_Text provided:_
Thank you for your feedback. Currently, I want to try using spark 3 to read and write data with hbase, is there a way to do this because the hbase version is quite old 2.0.2 (HDP). Your above method does not work with the command below: "mvn -Dspark.version=3.2.2 -Dscala.version=2.12.15 -Dscala.binary.version=2.12 -Dhbase.version=2.0.2 -Dhadoop.profile=3.0 -Dhadoop-three.version=3.1.1 -DskipTests -Dcheckstyle.skip -U clean package "
Based on my limited knowledge that won’t work as the libs referenced are different. You can fork from the repo to customize the referenced library versions to see if it works.
Hi Raymond thanks for the article.
I have managed to create my own jar and connect to shell with following command:
spark-shell --jars hbase-connectors/spark/hbase-spark/target/hbase-spark-1.0.1-SNAPSHOT.jar
but when I write my imports I get following error:
scala> import org.apache.hadoop.hbase.spark.HBaseContext
import org.apache.hadoop.hbase.spark.HBaseContext
scala> import org.apache.hadoop.hbase.HBaseConfiguration
<console>:24: error: object HBaseConfiguration is not a member of package org.apache.hadoop.hbase
import org.apache.hadoop.hbase.HBaseConfiguration
Do you have any idea that what what might be wrong?
Just to follow up on this one as I didn't hear back from you. Have you resolved this problem?
Hi cansın,
What is your version of HBase?

_Dataset section:_

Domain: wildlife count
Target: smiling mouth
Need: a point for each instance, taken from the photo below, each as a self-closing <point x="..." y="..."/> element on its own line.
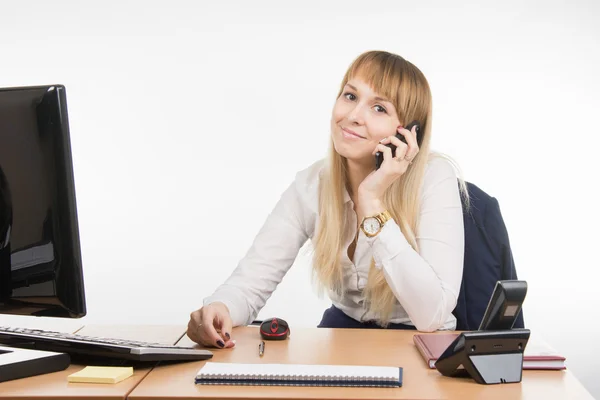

_Written problem 1:_
Answer these questions about the Spark and HBase thread:
(a) Which HBase version does the first poster say their cluster runs?
(b) What does the reply suggest forking so that the referenced library versions can be customized?
(c) Which import in the spark-shell session fails with an error?
_Written problem 2:_ Write the next post in the Spark and HBase thread, following on from its final line.
The listing was drawn from a different source than the thread on Spark and HBase.

_Task response 1:_
(a) HBase 2.0.2 (HDP).
(b) The repo.
(c) import org.apache.hadoop.hbase.HBaseConfiguration

_Task response 2:_
And also can you specify the full path to your spark-hbase connector jar file? For example, in the example I provided in this article, I am using ~/
spark-shell --jars ~/hbase-connectors/spark/hbase-spark/target/hbase-spark-1.0.1-SNAPSHOT.jar
Hi @Raymond,
Thanks for this informative article. I followed the steps mentioned in this. But seeing the below error while building the project. It would be great if could you help me resolve the issue.
Thanks in advance.
Hi Pravan,
Is your Maven version is Apache Maven 3.6.0?
If you are using Spark 3.0.1 with HBase 2.4.1, you can directly try the one I built:
Thanks for pointing that @Raymond. My Hadoop, Spark, Scala, and Hbase versions are 3.2.1, 3.1.1,2.12, and 2.4.7 respectively.
Maven build:
mvn -Dspark.version=3.1.1 -Dscala.version=2.12.10 -Dscala.binary.version=2.12 -Dhbase.version=2.4.7 -Dhadoop.profile=3.0 -Dhadoop-three.version=3.2.1 -DskipTests -Dcheckstyle.skip -U clean package
I have upgraded Maven and the issue is resolved. But seeing a compilation error as below.
[ERROR] Failed to execute goal org.apache.maven.plugins:maven-compiler-plugin:3.8.1:compile (default-compile) on project hbase-kafka-proxy: Compilation failure
[ERROR] /home/ec2-user/git/spark-hbase/hbase-connectors/kafka/hbase-kafka-proxy/src/main/java/org/apache/hadoop/hbase/kafka/KafkaTableForBridge.java:[53,8] org.apache.hadoop.hbase.kafka.KafkaTableForBridge is not abstract and does not override abstract method getRegionLocator() in org.apache.hadoop.hbase.client.Table
I would be so grateful if you could help me with what I need to learn to resolve such issues.
Thank you so much for your help.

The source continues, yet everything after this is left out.